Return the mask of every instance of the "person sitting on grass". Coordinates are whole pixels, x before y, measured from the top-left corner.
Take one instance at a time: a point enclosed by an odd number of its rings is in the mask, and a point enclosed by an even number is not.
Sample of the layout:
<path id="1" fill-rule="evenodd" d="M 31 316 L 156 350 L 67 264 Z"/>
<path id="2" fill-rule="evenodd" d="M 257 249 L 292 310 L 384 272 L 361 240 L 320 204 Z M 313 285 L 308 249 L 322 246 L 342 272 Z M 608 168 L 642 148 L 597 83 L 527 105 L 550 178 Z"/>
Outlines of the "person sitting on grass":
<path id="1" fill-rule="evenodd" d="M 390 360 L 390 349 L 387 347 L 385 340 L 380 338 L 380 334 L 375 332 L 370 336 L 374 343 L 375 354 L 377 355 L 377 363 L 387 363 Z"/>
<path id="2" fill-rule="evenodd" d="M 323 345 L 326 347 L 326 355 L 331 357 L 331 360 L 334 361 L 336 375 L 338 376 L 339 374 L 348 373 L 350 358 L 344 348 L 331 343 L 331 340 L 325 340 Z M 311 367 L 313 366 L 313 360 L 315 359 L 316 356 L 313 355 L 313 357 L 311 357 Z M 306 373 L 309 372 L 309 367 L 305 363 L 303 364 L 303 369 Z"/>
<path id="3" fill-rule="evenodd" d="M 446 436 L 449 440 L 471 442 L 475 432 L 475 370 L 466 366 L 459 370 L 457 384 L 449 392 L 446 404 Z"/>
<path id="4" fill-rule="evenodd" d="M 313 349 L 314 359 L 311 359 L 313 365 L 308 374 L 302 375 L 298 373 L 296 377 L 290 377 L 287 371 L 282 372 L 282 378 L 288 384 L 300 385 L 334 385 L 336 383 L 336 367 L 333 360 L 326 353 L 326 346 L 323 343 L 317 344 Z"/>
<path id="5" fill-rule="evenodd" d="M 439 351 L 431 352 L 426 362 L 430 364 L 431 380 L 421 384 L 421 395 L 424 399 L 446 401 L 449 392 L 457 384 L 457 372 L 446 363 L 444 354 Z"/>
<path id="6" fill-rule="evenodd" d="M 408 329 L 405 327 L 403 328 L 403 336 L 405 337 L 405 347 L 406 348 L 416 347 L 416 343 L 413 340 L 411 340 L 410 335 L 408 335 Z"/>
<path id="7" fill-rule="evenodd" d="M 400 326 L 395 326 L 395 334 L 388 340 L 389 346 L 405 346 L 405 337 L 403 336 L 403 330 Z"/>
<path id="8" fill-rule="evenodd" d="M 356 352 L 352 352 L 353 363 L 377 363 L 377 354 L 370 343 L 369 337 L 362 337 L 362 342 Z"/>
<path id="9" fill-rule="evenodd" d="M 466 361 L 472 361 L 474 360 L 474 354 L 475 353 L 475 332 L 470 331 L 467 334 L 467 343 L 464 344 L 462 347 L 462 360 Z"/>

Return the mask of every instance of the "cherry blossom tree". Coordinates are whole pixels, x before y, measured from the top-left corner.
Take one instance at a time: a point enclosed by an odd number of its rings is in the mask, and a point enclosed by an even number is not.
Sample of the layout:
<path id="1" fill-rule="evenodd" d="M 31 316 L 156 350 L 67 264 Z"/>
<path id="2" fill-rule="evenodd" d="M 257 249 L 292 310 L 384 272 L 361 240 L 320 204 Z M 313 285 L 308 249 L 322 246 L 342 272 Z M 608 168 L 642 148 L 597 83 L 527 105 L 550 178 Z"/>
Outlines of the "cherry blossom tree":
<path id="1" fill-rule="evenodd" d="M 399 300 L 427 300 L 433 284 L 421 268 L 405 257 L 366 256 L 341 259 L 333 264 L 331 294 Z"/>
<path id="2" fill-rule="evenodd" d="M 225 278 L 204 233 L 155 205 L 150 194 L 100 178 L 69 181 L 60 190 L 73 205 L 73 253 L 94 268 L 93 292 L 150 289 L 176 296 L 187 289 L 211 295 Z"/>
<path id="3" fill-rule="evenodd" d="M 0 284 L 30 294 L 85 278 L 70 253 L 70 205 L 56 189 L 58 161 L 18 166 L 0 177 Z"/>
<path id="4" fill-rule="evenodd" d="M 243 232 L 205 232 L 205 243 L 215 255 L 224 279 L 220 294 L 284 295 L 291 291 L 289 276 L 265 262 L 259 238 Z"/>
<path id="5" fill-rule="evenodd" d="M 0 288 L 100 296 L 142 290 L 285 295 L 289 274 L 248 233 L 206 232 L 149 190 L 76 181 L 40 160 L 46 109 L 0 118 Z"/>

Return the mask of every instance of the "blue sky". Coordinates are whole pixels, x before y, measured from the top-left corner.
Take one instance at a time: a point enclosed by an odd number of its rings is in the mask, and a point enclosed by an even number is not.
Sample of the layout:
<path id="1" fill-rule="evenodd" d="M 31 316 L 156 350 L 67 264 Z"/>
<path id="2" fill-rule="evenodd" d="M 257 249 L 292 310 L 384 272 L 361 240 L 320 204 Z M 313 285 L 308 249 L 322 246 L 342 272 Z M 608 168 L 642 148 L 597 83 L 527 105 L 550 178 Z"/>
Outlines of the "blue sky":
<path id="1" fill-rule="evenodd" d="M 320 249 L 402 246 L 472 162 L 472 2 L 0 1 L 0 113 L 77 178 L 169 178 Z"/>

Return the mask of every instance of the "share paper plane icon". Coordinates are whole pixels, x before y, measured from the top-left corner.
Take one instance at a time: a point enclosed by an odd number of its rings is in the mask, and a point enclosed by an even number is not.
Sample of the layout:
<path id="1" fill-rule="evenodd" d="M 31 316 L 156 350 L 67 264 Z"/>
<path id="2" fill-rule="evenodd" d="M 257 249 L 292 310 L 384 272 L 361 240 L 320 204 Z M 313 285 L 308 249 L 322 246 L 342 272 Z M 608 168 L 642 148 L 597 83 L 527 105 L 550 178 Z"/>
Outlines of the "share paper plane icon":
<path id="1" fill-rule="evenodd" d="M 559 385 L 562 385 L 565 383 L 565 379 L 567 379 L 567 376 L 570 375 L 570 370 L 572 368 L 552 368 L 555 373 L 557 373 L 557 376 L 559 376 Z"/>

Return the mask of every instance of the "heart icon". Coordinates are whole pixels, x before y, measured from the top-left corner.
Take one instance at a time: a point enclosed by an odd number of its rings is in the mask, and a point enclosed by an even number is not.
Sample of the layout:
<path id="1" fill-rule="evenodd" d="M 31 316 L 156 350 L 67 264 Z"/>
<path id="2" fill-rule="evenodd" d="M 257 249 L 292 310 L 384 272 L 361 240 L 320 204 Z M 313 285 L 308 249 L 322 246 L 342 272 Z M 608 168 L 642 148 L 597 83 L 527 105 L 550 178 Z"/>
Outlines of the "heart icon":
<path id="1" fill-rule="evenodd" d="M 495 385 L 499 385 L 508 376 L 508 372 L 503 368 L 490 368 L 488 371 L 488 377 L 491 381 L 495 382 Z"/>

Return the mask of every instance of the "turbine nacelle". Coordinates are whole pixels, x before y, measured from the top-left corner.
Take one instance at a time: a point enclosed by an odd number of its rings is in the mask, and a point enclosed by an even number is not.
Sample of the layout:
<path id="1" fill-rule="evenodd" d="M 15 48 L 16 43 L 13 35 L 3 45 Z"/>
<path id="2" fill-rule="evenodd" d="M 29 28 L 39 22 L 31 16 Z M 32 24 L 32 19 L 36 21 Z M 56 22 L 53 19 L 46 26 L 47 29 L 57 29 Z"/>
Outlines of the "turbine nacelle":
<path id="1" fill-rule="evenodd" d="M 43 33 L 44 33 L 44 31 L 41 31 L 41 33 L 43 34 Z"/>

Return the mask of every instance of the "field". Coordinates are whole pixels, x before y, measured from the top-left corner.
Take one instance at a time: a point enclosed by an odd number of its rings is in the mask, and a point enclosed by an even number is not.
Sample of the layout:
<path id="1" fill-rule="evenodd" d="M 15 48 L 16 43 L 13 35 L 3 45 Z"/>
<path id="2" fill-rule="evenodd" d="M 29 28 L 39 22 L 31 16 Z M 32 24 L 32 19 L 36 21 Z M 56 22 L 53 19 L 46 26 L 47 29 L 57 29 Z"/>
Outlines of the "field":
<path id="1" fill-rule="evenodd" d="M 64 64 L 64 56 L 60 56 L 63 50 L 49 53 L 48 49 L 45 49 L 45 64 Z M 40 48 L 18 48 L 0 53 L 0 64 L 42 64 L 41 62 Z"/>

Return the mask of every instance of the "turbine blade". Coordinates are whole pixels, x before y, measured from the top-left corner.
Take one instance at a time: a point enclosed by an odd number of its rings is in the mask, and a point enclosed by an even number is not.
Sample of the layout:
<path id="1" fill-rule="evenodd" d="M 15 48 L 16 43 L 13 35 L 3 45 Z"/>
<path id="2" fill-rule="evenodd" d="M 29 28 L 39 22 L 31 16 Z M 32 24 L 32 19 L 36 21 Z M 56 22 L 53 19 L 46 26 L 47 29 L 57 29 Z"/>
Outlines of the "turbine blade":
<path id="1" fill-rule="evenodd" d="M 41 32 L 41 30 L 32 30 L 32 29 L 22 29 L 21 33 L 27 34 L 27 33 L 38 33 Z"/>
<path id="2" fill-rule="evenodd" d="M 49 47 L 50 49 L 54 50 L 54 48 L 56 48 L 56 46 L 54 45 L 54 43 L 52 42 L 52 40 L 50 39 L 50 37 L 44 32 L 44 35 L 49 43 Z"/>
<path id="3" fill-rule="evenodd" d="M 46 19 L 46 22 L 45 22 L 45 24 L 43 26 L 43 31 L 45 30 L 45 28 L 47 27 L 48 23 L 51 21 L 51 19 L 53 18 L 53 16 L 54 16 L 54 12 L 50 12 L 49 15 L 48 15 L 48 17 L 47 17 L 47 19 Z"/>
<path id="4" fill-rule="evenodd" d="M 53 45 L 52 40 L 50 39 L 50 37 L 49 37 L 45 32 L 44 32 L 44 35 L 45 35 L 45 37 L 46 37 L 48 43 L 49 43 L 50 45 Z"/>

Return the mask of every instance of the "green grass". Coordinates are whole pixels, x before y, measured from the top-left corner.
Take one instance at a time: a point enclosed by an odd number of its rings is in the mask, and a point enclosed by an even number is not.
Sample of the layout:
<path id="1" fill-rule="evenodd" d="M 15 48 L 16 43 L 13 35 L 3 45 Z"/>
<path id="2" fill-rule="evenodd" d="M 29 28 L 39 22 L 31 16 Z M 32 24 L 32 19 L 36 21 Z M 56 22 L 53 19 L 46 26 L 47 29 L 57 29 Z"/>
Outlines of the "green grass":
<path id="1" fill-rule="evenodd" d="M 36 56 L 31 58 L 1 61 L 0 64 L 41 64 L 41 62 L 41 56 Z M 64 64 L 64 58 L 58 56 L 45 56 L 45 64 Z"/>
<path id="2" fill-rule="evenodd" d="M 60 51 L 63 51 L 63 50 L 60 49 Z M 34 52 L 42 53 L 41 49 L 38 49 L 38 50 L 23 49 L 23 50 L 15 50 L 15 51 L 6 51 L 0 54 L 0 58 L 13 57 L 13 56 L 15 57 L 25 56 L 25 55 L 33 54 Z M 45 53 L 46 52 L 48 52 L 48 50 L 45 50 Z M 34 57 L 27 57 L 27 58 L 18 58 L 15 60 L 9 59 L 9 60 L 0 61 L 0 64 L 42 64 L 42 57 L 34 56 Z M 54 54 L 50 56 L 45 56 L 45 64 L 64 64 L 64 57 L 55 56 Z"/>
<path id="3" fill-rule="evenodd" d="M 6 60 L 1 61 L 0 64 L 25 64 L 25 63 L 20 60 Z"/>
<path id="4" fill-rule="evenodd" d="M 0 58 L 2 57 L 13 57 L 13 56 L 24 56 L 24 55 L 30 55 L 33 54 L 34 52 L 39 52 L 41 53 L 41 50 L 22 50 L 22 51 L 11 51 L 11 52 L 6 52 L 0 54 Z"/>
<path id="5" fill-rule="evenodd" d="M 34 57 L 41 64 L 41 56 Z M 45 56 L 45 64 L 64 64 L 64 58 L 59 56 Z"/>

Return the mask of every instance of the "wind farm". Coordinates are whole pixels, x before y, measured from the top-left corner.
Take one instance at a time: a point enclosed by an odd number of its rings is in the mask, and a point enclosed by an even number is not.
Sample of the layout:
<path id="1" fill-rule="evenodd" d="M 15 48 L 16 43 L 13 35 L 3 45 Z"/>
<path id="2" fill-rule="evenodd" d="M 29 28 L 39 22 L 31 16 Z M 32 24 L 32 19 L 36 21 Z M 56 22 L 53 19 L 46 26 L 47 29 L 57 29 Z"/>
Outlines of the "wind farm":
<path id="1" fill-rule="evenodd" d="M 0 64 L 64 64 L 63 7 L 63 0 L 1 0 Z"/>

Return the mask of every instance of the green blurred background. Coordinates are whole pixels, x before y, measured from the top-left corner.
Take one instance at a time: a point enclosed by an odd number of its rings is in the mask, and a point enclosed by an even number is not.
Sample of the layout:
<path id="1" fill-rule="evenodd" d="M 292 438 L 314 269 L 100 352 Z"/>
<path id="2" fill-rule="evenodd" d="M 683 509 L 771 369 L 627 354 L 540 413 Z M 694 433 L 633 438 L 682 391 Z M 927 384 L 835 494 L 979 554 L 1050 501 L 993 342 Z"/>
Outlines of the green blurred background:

________________________

Your goal:
What is the number of lines in the entries above that include the word "blurred"? Answer with that number alone.

Written solution:
2